Reproduce completo el texto sobre los empleadores de latinos indocumentados que aparece a continuación.

- [TEXTO ANALIZADO]
****
De cuando en cuando voy a comprar a una panadería de dueños árabes que venden pan mexicano y tienen empleados mexicanos. Nadie se imaginaría que esos árabes comen gracias a los latinos indocumentados que viven en los edificios del poblado. Llegan en sus Mercedes Benz de lujo y se estacionan atrás para que los clientes no los vean entrar. Ninguno de ellos se acerca al mostrador, la cara la dan los empleados mexicanos.
La mayoría de los millonarios que viven en los suburbios del norte de la ciudad tienen sus negocios en los barrios populares donde viven los indocumentados latinoamericanos: bufetes de abogados, clínicas médicas, tiendas. Y estos millonarios no son precisamente anglosajones.
Entre ellos hay afro descendientes, arrogantes y explotadores que estoy segura que de tener oportunidad estos mismos afro descendientes actuarían de igual o peor manera contra los latinos indocumentados como lo hicieron contra sus antepasados esclavizados los caucásicos: les reventarían la espalda a latigazos y los esclavizarían. Asiáticos que tienen restaurantes en la ciudad, donde tienen empleados latinos en la cocina y en el mantenimiento; latinos indocumentados porque a ellos se les paga menos, casi una nada y hacen el triple de trabajo.
Hindúes que saben muy bien cómo tratar con la punta del zapato al indocumentado latinoamericano, porque saben que es el mejor lomo de carga y lo buscan porque es el que más resiste el trabajo y el que recibe lo que le den de pago sin mencionar palabra. Hindúes que en India y su sistema de castas eran parias o dalits, aquí se convierten en los peores explotadores de quienes por no tener documentos y no hablar inglés tienen que decir sí agachando la cabeza.
Europeos no precisamente alemanes, franceses o ingleses, pero de países pequeños que pocos saben que existen en la faz de la tierra, que han llegado a Estados Unidos pidiendo asilo político, que en sus países nunca tuvieron más de un par de zapatos, que llegaron con una mano adelante y otra atrás; dieran cualquier cosa por partir las espaldas de los latinos indocumentados que tienen como trabajadores.
****
- [MATERIAL MOSTRADO]
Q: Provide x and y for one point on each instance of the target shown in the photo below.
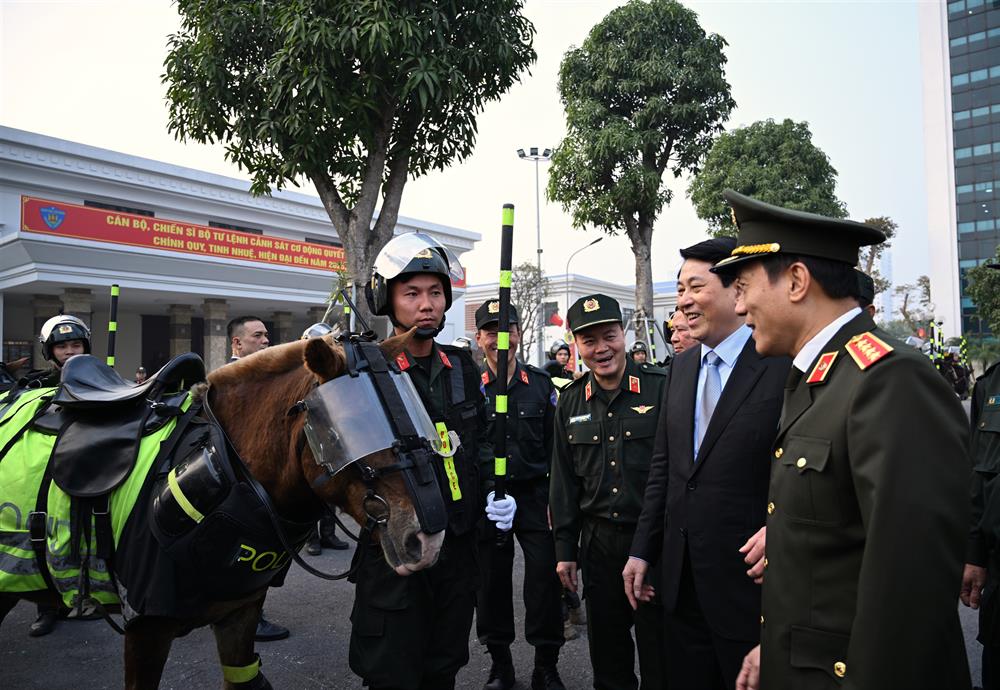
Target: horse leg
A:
(147, 645)
(234, 635)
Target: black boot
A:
(546, 674)
(45, 622)
(502, 670)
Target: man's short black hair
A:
(836, 278)
(239, 322)
(712, 251)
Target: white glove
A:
(502, 511)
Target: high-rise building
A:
(960, 49)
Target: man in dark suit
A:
(706, 499)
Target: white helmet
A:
(60, 329)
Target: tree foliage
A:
(984, 289)
(643, 95)
(869, 258)
(528, 289)
(354, 95)
(770, 161)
****
- [RESPUESTA]
De cuando en cuando voy a comprar a una panadería de dueños árabes que venden pan mexicano y tienen empleados mexicanos. Nadie se imaginaría que esos árabes comen gracias a los latinos indocumentados que viven en los edificios del poblado. Llegan en sus Mercedes Benz de lujo y se estacionan atrás para que los clientes no los vean entrar. Ninguno de ellos se acerca al mostrador, la cara la dan los empleados mexicanos.
La mayoría de los millonarios que viven en los suburbios del norte de la ciudad tienen sus negocios en los barrios populares donde viven los indocumentados latinoamericanos: bufetes de abogados, clínicas médicas, tiendas. Y estos millonarios no son precisamente anglosajones.
Entre ellos hay afro descendientes, arrogantes y explotadores que estoy segura que de tener oportunidad estos mismos afro descendientes actuarían de igual o peor manera contra los latinos indocumentados como lo hicieron contra sus antepasados esclavizados los caucásicos: les reventarían la espalda a latigazos y los esclavizarían. Asiáticos que tienen restaurantes en la ciudad, donde tienen empleados latinos en la cocina y en el mantenimiento; latinos indocumentados porque a ellos se les paga menos, casi una nada y hacen el triple de trabajo.
Hindúes que saben muy bien cómo tratar con la punta del zapato al indocumentado latinoamericano, porque saben que es el mejor lomo de carga y lo buscan porque es el que más resiste el trabajo y el que recibe lo que le den de pago sin mencionar palabra. Hindúes que en India y su sistema de castas eran parias o dalits, aquí se convierten en los peores explotadores de quienes por no tener documentos y no hablar inglés tienen que decir sí agachando la cabeza.
Europeos no precisamente alemanes, franceses o ingleses, pero de países pequeños que pocos saben que existen en la faz de la tierra, que han llegado a Estados Unidos pidiendo asilo político, que en sus países nunca tuvieron más de un par de zapatos, que llegaron con una mano adelante y otra atrás; dieran cualquier cosa por partir las espaldas de los latinos indocumentados que tienen como trabajadores.